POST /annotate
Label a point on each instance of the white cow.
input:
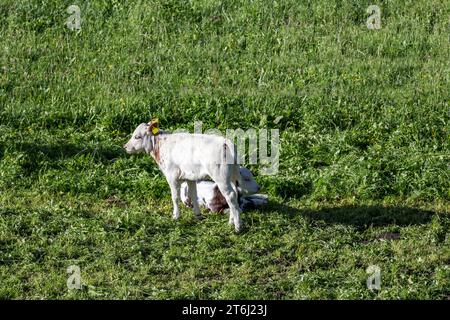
(210, 197)
(191, 157)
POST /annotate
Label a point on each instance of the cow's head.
(141, 140)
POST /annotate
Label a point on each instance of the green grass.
(365, 148)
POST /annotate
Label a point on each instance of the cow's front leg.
(192, 187)
(175, 191)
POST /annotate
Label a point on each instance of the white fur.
(192, 157)
(206, 196)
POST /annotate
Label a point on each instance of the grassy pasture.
(364, 120)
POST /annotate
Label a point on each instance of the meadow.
(364, 122)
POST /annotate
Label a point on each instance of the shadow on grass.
(63, 151)
(360, 217)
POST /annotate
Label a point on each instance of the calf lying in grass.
(209, 196)
(190, 158)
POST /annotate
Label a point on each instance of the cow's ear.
(153, 126)
(147, 142)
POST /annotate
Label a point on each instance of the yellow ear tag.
(153, 126)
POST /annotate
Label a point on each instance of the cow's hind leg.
(175, 191)
(192, 187)
(228, 192)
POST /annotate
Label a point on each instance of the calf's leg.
(192, 187)
(175, 191)
(227, 190)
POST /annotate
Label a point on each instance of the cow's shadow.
(358, 216)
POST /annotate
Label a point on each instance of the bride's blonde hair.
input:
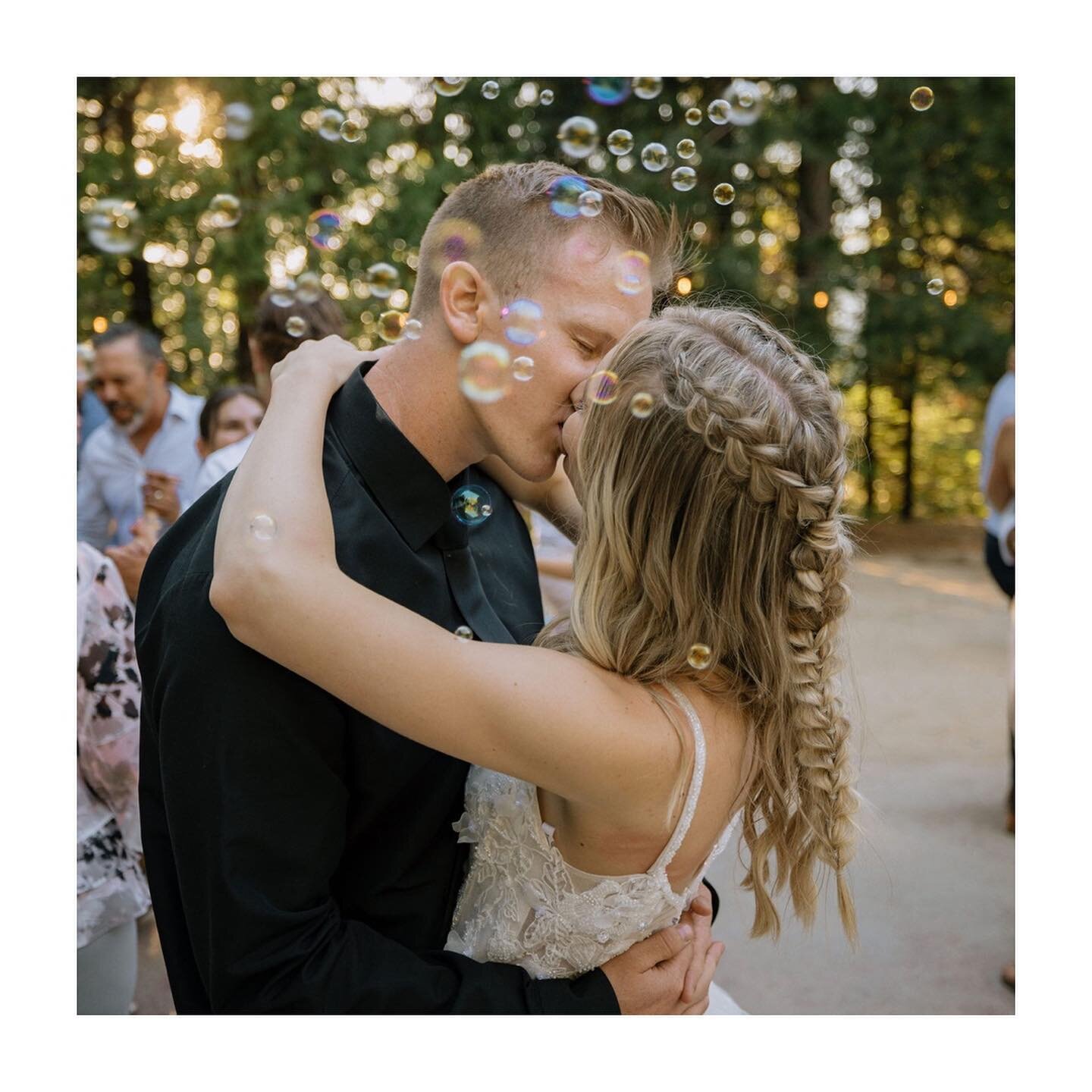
---------------
OBJECTIVE -> Copy all of the items above line for line, leaving out the pictures.

WRITTEN ANSWER ->
POST /annotate
Label a point on each instance of the white cow.
input:
(210, 197)
(191, 157)
POST /annotate
Label a point on each instance of the cow's head.
(141, 140)
POST /annotate
Label a point on each instance of the green grass.
(365, 148)
POST /annotate
Label a point on each instance of the cow's front leg.
(192, 187)
(175, 191)
POST /annotate
Label a point on each instance of the white fur.
(192, 157)
(206, 196)
POST /annotate
Label a point on each instance of the grassy pasture.
(364, 120)
POST /annotate
Label a point on each instance of the meadow.
(364, 122)
POST /annotate
Label a point on each instance of the shadow on grass.
(63, 151)
(360, 217)
POST /annotate
Label a point on each instance of the calf lying in grass.
(209, 196)
(190, 158)
POST /annotate
Label a point on each instance of the cow's ear.
(153, 126)
(147, 142)
POST /annotate
Label a point on each instance of the yellow ear tag.
(153, 126)
POST /annotate
Label a point on each instance of the cow's hind leg.
(175, 191)
(192, 187)
(228, 192)
POST /annotate
Label a point on each instance of the calf's leg.
(192, 187)
(175, 191)
(227, 190)
POST /annotate
Label a point on each instance of the cow's shadow.
(358, 216)
POST /annotate
Label a point on each instance of the bride's blonde hair.
input:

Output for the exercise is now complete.